Exercise details
Please continue the faith column below about turning 60 and older friends who keep serving through church music, starting right after its last sentence.

Text segment
━━━━

Walking Our Faith: With friends near and far

Suzanne Elizabeth Anderson
Suzanne Elizabeth Anderson

Even after seven years of writing this column, I still don’t know what will resonate most with you, my readers. Sometimes I will write a column and expect to receive a lot of email and then receive none at all.

And then there are columns like the one I wrote last week, which I didn’t expect anyone other than myself to really enjoy because quite frankly I felt like I was writing about the my fears of an unknown future after I turned 60 this March, while comparing myself to two friends in their 70s who were still enjoying remarkably creative careers.

But then, I received a phone call from my dear friend Adrienne, who might be over the age of 80, whose hands bear the impact of arthritis, and yet who still plays the organ before Mass at St. Mary’s with such beauty and eloquence.

Adrienne called to tell me that she enjoyed my article, but she also called to tell me that neither she nor other women she knew her age had any interest in giving up their very full and productive lives serving God through their music ministries, like her friend Maggie who also plays at St. Mary’s despite chronic back pain.

━━━━

Study material
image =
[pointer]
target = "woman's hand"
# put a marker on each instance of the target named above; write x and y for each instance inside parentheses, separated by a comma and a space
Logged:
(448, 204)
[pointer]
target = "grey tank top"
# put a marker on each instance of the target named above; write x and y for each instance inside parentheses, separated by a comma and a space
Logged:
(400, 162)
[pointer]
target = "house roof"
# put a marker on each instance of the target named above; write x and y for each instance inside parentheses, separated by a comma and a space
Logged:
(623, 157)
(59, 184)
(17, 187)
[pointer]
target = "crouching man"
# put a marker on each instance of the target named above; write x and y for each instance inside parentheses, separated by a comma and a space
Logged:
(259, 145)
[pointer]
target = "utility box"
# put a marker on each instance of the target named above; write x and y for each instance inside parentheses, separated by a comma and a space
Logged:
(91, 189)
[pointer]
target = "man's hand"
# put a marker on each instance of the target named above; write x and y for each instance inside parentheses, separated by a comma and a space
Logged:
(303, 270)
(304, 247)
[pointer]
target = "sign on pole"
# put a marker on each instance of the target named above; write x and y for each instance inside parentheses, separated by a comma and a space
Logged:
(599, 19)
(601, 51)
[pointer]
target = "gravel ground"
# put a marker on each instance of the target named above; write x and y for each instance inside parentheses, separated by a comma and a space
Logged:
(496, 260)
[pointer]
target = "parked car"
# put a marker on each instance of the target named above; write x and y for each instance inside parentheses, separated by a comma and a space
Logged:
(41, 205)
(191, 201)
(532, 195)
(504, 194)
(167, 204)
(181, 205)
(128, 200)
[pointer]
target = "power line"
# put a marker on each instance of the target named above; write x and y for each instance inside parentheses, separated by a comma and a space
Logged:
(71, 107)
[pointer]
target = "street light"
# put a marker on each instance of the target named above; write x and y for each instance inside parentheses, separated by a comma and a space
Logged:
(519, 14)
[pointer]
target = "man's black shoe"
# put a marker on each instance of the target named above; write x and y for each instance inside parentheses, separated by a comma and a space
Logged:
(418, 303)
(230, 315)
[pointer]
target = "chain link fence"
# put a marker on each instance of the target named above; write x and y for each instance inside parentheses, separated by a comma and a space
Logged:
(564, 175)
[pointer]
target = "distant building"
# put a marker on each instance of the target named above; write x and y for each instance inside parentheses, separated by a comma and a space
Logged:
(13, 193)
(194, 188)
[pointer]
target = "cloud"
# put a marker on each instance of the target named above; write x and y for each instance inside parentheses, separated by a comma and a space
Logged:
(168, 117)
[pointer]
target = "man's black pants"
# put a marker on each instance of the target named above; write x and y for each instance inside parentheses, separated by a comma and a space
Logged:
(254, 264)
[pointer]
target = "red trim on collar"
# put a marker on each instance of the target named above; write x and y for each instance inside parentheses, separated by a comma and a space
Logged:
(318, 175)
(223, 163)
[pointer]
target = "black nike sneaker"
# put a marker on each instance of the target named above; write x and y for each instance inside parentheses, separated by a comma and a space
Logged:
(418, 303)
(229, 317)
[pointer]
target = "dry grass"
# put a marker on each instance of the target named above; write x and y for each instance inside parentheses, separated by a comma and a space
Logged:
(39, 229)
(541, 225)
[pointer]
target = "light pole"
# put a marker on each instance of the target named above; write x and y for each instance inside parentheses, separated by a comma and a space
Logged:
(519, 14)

━━━━

Response to this task
To be honest I think Adrienne might have just been suggesting to me in a very loving way of course, that I stiffen my spine and look to God for inspiration instead of feeling sorry for myself. She’s right of course.

A couple days later, I received a lengthy email from Phil, a reader in Tennessee. I always enjoy receiving emails from readers but this email made me feel especially grateful because Phil took a great deal of time to encourage me through his own example of the way he has used his prior corporate management experience to contribute in very tangible ways to four charities that have also provided his life with new meaning.

And then on Wednesday afternoon during our online knitting group, my friend Laura mentioned my column and that she had wanted to send me a note of understanding because she similarly had lost her mother and simultaneously felt a desire to move and to begin again, and figure out what that meant.

Last week, I promised that this week’s column would discuss how our later years of life can lead us into a deeper relationship in our walk of faith. But I’m going to push that off for another week. Because in the phone calls and email and online conversation I hear you telling me what I was going to write about because you’re already living it in your own lives. Adrienne, Phil and Laura, you are each living that closer walk with God that I aspire to. And you’ve shown me that this walk is as individual as we are, and all we are asked is to use our individual talents to their fullest.

This brings to mind another friend, Kathy, who each summer turns her Peak 7 yard into a carpet of flowers and then invites anyone to come and enjoy. She sees her love of gardening as a gift to share her love of God with others.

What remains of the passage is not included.